◆ Your task
Replace "Identify" with "Locate" in the stretch from the line containing "Identify the exterior" through the end of the lines below, keeping everything else unchanged. Leave the pictures out of your answer.

══ Entries supplied

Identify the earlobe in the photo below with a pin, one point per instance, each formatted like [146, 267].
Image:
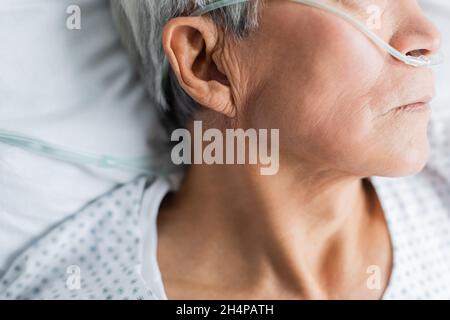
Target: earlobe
[190, 44]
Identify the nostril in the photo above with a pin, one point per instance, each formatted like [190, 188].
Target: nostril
[418, 53]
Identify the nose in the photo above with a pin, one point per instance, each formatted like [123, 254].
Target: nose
[417, 36]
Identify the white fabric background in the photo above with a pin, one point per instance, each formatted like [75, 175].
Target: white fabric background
[71, 88]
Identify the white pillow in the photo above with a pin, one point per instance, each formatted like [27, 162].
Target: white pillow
[74, 88]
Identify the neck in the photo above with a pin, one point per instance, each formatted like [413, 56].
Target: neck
[297, 228]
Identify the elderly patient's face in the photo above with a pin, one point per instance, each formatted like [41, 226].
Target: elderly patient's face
[334, 94]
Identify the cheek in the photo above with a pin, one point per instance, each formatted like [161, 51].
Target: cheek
[323, 93]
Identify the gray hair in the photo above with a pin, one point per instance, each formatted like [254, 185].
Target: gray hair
[140, 23]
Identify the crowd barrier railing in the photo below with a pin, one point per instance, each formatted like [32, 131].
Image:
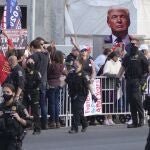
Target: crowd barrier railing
[113, 95]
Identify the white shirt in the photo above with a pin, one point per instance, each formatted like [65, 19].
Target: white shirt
[112, 67]
[99, 61]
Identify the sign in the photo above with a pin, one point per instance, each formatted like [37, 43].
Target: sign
[90, 107]
[13, 15]
[19, 38]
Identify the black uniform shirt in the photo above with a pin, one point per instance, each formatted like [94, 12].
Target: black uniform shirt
[17, 77]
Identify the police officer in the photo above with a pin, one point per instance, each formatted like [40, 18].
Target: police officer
[16, 77]
[31, 93]
[146, 105]
[13, 121]
[135, 66]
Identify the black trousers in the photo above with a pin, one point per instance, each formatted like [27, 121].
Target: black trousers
[7, 143]
[31, 98]
[134, 97]
[78, 112]
[147, 146]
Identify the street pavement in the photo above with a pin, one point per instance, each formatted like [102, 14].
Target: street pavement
[101, 137]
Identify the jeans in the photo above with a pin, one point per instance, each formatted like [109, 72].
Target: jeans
[53, 95]
[43, 101]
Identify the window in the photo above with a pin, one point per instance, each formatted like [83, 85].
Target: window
[24, 15]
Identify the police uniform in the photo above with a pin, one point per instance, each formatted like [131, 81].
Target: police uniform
[135, 68]
[31, 96]
[12, 131]
[70, 61]
[17, 77]
[78, 91]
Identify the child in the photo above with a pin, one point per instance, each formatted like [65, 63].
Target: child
[78, 91]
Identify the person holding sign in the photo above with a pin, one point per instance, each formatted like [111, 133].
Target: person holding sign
[78, 91]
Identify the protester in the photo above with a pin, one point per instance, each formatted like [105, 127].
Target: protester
[89, 69]
[111, 69]
[41, 59]
[16, 77]
[100, 60]
[78, 91]
[31, 93]
[71, 58]
[55, 70]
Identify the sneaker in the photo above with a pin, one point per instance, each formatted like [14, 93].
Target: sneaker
[106, 122]
[57, 125]
[129, 122]
[132, 125]
[84, 129]
[36, 132]
[94, 98]
[111, 122]
[52, 125]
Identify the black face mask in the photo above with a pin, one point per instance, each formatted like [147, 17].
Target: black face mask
[7, 97]
[134, 50]
[30, 66]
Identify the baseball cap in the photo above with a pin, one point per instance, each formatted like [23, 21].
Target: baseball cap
[85, 47]
[143, 47]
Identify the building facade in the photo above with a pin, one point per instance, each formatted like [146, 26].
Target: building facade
[44, 18]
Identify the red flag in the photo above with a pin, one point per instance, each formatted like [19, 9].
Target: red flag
[4, 68]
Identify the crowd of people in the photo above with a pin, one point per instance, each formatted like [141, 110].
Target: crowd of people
[38, 72]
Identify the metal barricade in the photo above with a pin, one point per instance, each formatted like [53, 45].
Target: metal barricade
[114, 100]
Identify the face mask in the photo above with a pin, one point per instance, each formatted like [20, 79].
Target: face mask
[30, 66]
[134, 51]
[7, 97]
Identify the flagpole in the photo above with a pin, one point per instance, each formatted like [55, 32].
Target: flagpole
[33, 19]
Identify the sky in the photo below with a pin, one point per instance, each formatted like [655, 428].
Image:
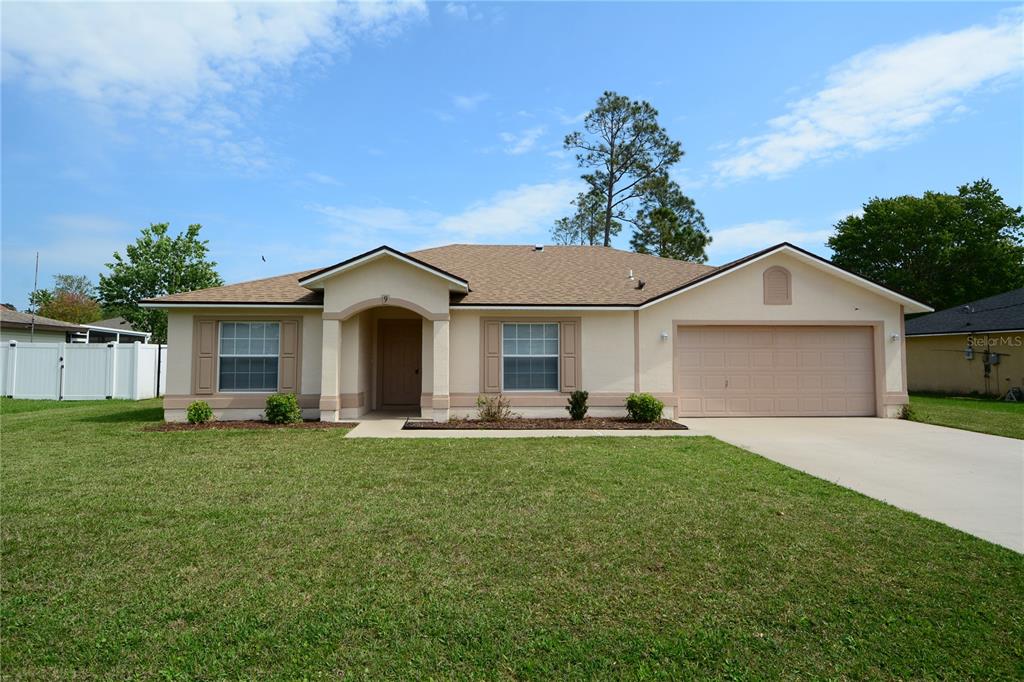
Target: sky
[300, 134]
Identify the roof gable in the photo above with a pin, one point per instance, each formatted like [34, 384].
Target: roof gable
[805, 256]
[315, 280]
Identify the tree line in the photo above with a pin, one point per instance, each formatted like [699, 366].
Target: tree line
[941, 249]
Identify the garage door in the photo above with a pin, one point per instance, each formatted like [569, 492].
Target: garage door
[774, 371]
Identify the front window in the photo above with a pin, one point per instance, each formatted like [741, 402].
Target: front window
[249, 356]
[529, 356]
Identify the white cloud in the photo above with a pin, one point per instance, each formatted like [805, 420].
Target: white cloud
[324, 178]
[469, 102]
[516, 143]
[457, 9]
[882, 97]
[737, 241]
[519, 215]
[195, 66]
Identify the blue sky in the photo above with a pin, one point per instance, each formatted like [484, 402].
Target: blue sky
[306, 133]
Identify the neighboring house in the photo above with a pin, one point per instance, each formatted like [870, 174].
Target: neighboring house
[972, 348]
[24, 327]
[116, 330]
[781, 332]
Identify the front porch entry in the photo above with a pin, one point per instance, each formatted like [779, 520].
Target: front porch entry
[399, 349]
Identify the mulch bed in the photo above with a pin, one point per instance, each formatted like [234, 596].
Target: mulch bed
[601, 423]
[252, 424]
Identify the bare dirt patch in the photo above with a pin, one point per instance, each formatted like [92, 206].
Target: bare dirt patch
[519, 423]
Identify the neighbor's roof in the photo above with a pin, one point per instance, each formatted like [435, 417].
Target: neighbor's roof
[498, 274]
[1003, 312]
[119, 324]
[16, 320]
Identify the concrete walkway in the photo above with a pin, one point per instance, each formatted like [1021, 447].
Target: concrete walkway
[390, 427]
[972, 481]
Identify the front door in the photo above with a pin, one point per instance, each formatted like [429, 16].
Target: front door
[400, 354]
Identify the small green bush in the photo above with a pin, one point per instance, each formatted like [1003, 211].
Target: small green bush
[578, 405]
[199, 412]
[493, 408]
[643, 408]
[283, 409]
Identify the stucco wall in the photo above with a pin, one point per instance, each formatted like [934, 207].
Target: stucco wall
[937, 364]
[739, 296]
[388, 276]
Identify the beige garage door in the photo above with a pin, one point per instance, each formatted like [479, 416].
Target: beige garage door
[774, 371]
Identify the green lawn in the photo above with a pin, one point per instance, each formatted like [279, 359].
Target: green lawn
[290, 554]
[973, 414]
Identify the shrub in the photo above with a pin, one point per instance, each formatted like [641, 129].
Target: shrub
[643, 408]
[493, 408]
[283, 409]
[199, 412]
[578, 405]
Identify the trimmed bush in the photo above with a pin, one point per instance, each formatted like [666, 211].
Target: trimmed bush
[493, 408]
[199, 412]
[283, 409]
[643, 408]
[578, 405]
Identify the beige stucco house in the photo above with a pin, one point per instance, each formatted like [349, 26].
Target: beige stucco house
[781, 332]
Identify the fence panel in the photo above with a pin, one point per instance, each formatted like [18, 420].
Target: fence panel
[82, 372]
[86, 367]
[37, 374]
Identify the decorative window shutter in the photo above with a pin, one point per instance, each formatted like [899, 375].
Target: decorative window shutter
[492, 356]
[288, 381]
[569, 356]
[777, 286]
[206, 356]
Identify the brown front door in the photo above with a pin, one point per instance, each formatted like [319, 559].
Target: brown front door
[399, 361]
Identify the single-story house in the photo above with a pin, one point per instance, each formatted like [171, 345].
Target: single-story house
[25, 327]
[781, 332]
[973, 348]
[113, 330]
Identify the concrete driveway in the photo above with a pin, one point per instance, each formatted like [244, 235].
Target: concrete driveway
[971, 481]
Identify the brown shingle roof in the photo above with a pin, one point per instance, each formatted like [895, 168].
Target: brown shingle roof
[13, 318]
[502, 275]
[558, 274]
[284, 289]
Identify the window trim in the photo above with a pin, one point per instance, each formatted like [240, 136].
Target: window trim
[247, 321]
[557, 355]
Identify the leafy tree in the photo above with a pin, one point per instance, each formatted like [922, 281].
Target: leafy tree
[670, 225]
[72, 299]
[941, 249]
[626, 152]
[156, 264]
[587, 224]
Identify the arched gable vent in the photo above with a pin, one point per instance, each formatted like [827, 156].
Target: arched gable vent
[778, 286]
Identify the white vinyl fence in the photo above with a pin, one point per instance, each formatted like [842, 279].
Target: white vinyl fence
[82, 371]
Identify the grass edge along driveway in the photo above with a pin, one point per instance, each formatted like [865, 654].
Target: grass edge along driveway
[984, 415]
[266, 554]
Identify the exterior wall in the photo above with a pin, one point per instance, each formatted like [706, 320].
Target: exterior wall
[236, 406]
[817, 296]
[25, 336]
[937, 364]
[606, 368]
[385, 276]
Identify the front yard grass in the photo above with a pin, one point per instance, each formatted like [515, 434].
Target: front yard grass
[292, 554]
[973, 414]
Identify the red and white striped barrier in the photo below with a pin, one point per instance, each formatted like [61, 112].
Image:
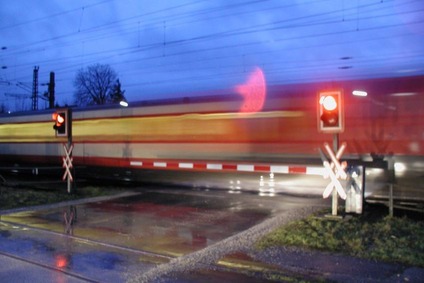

════

◆ Solution for this task
Locate the exterior wall in the photo above with a pin, one point per instance, each formatted like [706, 320].
Target: exterior wall
[236, 406]
[817, 296]
[25, 336]
[937, 364]
[606, 368]
[385, 276]
Locate the front yard grass in the photo above with a pin, one point per instance, each formatted like [515, 434].
Target: front yard grass
[292, 554]
[973, 414]
Locate the red and white striped barrier in the photo below with a pin, one point per instance, each formatted like [61, 112].
Image:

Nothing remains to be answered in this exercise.